GIVEN REQUEST: Repeat all of the material exactly as given.

EXERCISE DATA:
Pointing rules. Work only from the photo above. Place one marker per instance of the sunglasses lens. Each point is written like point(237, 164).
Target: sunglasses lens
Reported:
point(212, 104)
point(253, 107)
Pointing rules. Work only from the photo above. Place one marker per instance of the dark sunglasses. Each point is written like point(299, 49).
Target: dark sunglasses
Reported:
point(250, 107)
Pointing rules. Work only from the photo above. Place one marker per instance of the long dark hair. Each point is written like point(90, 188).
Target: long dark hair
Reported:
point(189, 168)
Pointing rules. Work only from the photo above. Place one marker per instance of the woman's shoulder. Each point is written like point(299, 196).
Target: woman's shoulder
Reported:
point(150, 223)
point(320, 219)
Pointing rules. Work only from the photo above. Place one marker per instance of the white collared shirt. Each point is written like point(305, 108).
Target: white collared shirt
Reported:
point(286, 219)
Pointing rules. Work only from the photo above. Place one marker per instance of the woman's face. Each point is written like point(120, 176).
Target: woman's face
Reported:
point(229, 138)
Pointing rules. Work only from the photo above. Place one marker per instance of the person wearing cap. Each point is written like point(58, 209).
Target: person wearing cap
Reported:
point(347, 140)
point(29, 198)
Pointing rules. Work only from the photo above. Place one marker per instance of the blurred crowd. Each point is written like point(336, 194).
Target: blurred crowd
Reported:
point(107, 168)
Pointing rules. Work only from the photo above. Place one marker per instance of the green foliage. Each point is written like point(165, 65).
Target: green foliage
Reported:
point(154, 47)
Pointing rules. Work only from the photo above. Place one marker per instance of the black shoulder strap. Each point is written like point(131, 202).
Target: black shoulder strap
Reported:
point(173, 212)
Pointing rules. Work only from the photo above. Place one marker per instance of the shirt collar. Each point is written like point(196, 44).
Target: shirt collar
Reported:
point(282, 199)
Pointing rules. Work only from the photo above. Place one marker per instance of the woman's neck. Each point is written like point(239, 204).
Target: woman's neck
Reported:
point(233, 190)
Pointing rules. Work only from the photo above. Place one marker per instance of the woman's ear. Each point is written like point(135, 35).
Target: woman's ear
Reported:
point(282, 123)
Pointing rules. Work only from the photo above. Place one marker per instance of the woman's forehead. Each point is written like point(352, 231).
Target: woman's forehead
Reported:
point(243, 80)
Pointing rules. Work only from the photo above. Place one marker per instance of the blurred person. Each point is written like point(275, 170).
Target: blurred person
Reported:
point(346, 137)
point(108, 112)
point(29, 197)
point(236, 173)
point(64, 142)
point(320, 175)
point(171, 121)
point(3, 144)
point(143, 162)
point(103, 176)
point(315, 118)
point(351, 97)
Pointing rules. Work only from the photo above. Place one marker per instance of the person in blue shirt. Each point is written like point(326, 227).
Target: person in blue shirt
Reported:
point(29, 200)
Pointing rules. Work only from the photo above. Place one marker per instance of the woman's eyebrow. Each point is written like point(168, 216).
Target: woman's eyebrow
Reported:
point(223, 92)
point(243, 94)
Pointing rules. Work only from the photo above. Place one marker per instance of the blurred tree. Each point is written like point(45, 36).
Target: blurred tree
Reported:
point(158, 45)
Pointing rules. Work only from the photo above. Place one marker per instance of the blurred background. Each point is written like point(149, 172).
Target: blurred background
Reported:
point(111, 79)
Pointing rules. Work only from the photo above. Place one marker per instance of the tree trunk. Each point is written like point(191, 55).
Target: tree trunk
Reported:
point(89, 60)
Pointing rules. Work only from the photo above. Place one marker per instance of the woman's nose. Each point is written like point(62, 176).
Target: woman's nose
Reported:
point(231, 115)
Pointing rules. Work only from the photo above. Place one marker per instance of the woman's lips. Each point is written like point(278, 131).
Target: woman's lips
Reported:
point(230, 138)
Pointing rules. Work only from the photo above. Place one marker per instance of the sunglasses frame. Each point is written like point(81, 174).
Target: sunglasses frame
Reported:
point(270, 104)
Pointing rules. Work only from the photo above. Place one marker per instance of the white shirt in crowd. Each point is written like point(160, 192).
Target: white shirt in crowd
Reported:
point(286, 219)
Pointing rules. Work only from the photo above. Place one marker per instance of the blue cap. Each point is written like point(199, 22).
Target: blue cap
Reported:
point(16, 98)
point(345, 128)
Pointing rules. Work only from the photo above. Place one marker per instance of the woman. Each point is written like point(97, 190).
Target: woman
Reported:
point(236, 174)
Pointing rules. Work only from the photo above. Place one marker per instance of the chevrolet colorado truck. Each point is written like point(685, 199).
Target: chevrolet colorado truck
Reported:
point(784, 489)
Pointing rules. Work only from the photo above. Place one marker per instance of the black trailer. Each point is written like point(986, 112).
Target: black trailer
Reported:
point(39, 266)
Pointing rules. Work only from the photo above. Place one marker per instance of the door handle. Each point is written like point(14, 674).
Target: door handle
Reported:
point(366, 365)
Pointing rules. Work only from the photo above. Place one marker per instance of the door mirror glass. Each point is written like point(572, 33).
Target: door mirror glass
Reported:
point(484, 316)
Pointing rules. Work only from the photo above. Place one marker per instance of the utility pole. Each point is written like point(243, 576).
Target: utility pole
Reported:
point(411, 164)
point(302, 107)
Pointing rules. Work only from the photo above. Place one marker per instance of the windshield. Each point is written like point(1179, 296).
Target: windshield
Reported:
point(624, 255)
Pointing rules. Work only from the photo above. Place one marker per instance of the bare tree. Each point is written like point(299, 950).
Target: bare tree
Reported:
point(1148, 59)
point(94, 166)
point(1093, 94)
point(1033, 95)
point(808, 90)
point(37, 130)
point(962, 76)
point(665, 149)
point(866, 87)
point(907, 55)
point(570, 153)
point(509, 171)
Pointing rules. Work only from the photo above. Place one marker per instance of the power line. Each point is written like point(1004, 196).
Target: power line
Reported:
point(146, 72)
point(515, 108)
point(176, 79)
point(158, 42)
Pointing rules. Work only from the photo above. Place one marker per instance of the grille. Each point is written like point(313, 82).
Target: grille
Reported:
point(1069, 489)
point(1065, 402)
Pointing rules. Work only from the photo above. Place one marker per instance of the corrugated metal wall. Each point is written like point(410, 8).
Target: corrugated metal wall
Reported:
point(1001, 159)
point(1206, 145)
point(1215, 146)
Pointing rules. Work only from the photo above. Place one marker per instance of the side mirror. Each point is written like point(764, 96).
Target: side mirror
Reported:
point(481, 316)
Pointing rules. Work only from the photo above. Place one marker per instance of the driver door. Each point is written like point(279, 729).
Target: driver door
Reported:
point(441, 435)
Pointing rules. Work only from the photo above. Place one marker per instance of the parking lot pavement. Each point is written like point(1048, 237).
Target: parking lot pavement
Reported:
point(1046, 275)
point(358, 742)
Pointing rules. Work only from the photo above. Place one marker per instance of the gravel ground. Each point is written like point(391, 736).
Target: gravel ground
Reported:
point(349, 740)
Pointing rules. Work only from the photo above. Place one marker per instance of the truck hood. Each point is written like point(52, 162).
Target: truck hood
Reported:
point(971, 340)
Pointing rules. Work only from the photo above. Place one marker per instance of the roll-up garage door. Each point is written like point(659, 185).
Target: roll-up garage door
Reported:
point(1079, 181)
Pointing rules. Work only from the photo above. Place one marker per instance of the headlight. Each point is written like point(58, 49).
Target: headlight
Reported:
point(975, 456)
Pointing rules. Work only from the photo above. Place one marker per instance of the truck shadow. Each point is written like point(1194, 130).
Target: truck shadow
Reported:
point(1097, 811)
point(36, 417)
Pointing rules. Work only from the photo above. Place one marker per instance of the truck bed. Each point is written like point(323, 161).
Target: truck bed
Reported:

THE RESPONSE:
Pointing rules. Work only from the photo above. Place one marker per instance of the sunglasses lens. Each point is written like point(237, 164).
Target: sunglasses lens
Reported:
point(212, 104)
point(253, 107)
Pointing rules. Work only from the photo above. Place one marker per instance of the dark sunglasses. Each point is written like point(299, 49).
Target: dark sunglasses
Reported:
point(250, 107)
Pointing rules. Work only from the photo above. Place one marker per instance of the long dark hair. Each point is written like point(90, 188).
Target: long dark hair
Reported:
point(189, 168)
Pointing rules. Work only from the photo above. Place one marker per instance of the woman's shoulder. Each point is written like point(299, 196).
Target: woman's shoulder
Reported:
point(150, 223)
point(320, 219)
Pointing rules. Work only from the photo above. Place one marker per instance of the white collared shirt. Each point is written like point(305, 108).
Target: white collared shirt
Reported:
point(286, 219)
Pointing rules. Work only from the photo above. Place one marker per instance of the woman's face. Each point is written like point(120, 176).
Target: woman's face
Reported:
point(229, 138)
Pointing rules. Work only from the photo above. Place one marker per instance of the person wearing cap. Each point is written like point(58, 209).
Target: person wearing cap
Reported:
point(347, 140)
point(29, 198)
Pointing rules. Work only from the photo above. Place one marker per instance of the blurred crowd. Each point is written like point(336, 194).
Target: blurred crowd
Reported:
point(107, 168)
Pointing rules. Work only from the photo above. Place one marker per instance of the green foliage. Each point is written like point(165, 65).
Target: green foliage
Reported:
point(154, 47)
Pointing rules. Work only from the photo above. Place one marker per instance of the black shoulder strap. Each point is written like point(131, 202).
Target: black shoulder strap
Reported:
point(173, 212)
Pointing rules. Work only from the photo above. Place one marker per instance of the shirt collar. Each point is written like point(196, 44).
Target: shirt collar
Reported:
point(282, 199)
Pointing rules. Work only from the photo above. Place one marker per instance of the woman's neck. Each point is written like point(239, 204).
Target: woman's neck
Reported:
point(233, 190)
Pointing rules. Work only from the photo above. Place one marker per instance of the woman's ear. Each point is written like point(135, 35).
Target: woman's ear
Reported:
point(282, 123)
Pointing rules. Work only from the photo above. Place one marker per instance of the woman's forehead. Each point is written like point(352, 231).
Target: woman's forehead
Reported:
point(243, 80)
Pointing rules. Work only from the photo above. Place one marker per instance of the blurred person. Each point is written like point(275, 170).
Target: blurred person
Reported:
point(346, 137)
point(108, 112)
point(29, 197)
point(236, 173)
point(64, 142)
point(320, 175)
point(171, 121)
point(3, 144)
point(143, 162)
point(103, 176)
point(315, 118)
point(351, 97)
Pointing rules. Work only from the photo above. Place one marker per instance of the person in blue shirt. Each point is written like point(326, 227).
Target: person in blue shirt
Reported:
point(29, 200)
Pointing rules. Work only from the photo above. Place one marker per instance of the woman's eyebrow. Each point is written like point(168, 216).
Target: woman's eyebrow
Reported:
point(223, 92)
point(243, 94)
Pointing rules. Work only from the photo above. Place one marker per instance of the blurred tree. Each point is written like point(45, 36).
Target: blurred tree
Reported:
point(158, 45)
Pointing rules. Work only from the photo above. Place one marker per instance of the blurred background. Each point is written like point(149, 172).
Target: blurred background
Reported:
point(111, 79)
Pointing rules. Work only from the photo above. Place one marker per instance of the tree trunk. Each point is written like point(191, 55).
Target: tree trunk
Reported:
point(89, 60)
Pointing rules. Work only from the photo above. Place one marker per instance of the woman's nose. Each point is written like point(62, 176).
Target: woman's nose
Reported:
point(231, 115)
Pointing rules. Work only from the photo above. Place one marker per instance of the woman's lips. Each point is written like point(278, 131).
Target: woman's lips
Reported:
point(230, 138)
Pointing rules. Work only from the photo above. Place one marker per instance of the sunglasses frame. Each point is written like point(81, 174).
Target: sunglasses frame
Reported:
point(270, 104)
Pointing rules. Work only from the photo above. Place one marker per instance of the white shirt in crowd. Each point is written like point(160, 192).
Target: white shirt in crowd
Reported:
point(286, 219)
Pointing rules. Work only from the photo above. Place one marker per instance of the blue cap. Each point is written like point(199, 22).
Target: blue cap
Reported:
point(16, 98)
point(345, 128)
Pointing rules. Work only from the photo above. Place one marker per instance of the woman. Each point is written like point(97, 190).
Target: woman
Reported:
point(236, 174)
Pointing rules. Work only from the photo above. Place one marker per instance of the chevrolet colorado truck. Each point is written like point(685, 199).
Target: chevrolet colorado truck
Reported:
point(784, 489)
Pointing rules. Work only from the photo above. Place one marker per instance of the black trailer. Each point is written like point(986, 112).
Target: black trailer
Reported:
point(39, 266)
Pointing rules. Work only from the photo above. Place one marker per instance of the door handle. Each point is written like point(14, 674).
Target: door handle
Reported:
point(366, 365)
Pointing rules. Work only from the photo above. Place one marker per instance of the door mirror glass. Each point is written like point(572, 33).
Target: door mirror glass
Reported:
point(484, 316)
Pointing rules. Work only from the photo above. Place one marker per instance of the utility pole. Each point is written like point(243, 576).
Target: utility pole
Reported:
point(411, 164)
point(302, 107)
Pointing rules. Work only from the photo above. Place one marker per instance of the windshield. Each point is written like point(1179, 296).
Target: windshield
Reported:
point(624, 255)
Pointing rules. Work only from the photo above. Place one marker per instance of the bare tree. Each point is written like point(299, 950).
Target: bare tree
Reported:
point(1148, 59)
point(94, 166)
point(1093, 94)
point(1033, 95)
point(808, 90)
point(37, 130)
point(962, 76)
point(665, 149)
point(866, 87)
point(907, 55)
point(570, 153)
point(509, 171)
Pointing rules. Work only from the photo above. Place one marker per instance of the power line. Each point is written like point(1004, 196).
Target: power line
Reported:
point(146, 72)
point(515, 108)
point(176, 79)
point(158, 42)
Pointing rules. Work only from the photo above. Place one marker per instance of the grille. Each point is written like point(313, 82).
Target: grille
Reported:
point(1069, 489)
point(1065, 402)
Pointing rules. Work only from the photo above. Place one marker per instance of the corrugated metal wall. Each point is written like point(410, 8).
Target: corrugated metal wall
Reported:
point(1001, 159)
point(1206, 145)
point(1215, 146)
Pointing rules. Work only from the photo above. Place one marker per instance of the side mirror. Each point is written like point(764, 96).
Target: side mirror
Reported:
point(481, 316)
Pointing rules. Work only from the photo above. Place one marker per instance of the driver door. Each point is written like point(279, 729).
Target: driver door
Reported:
point(441, 435)
Pointing rules. Work only from the photo above. Place one marker per instance of the parking lot pavement. Each point is written like point(1048, 237).
Target: parking lot pavement
Reported:
point(1046, 275)
point(358, 742)
Pointing rules. Work only from the photo above. Place one marker per instance of the gravel ground. Each point is written like point(391, 736).
Target: gravel ground
Reported:
point(349, 740)
Pointing rules. Work only from the photo above. Place one marker per instance of the truck hood. Each point is written like point(52, 162).
Target: truck hood
Reported:
point(971, 340)
Pointing rules. Work only from the photo above. Place one marker per instance of the roll-up garage door. Each point is written like point(659, 185).
Target: roll-up garage door
Reported:
point(1079, 181)
Pointing rules. Work only from the photo above. Place one marker per instance of the headlight. Each point is written like point(58, 49).
Target: headlight
Reported:
point(975, 456)
Pointing rules. Work only from the photo above. Place one marker per instance of the truck shadow. Each point is written like point(1194, 130).
Target: truck shadow
Reported:
point(1097, 811)
point(36, 417)
Pointing rules. Work only from the photo above. Place one marker per instance of the truck bed. Each point is written like point(323, 161).
Target: truck bed
Reported:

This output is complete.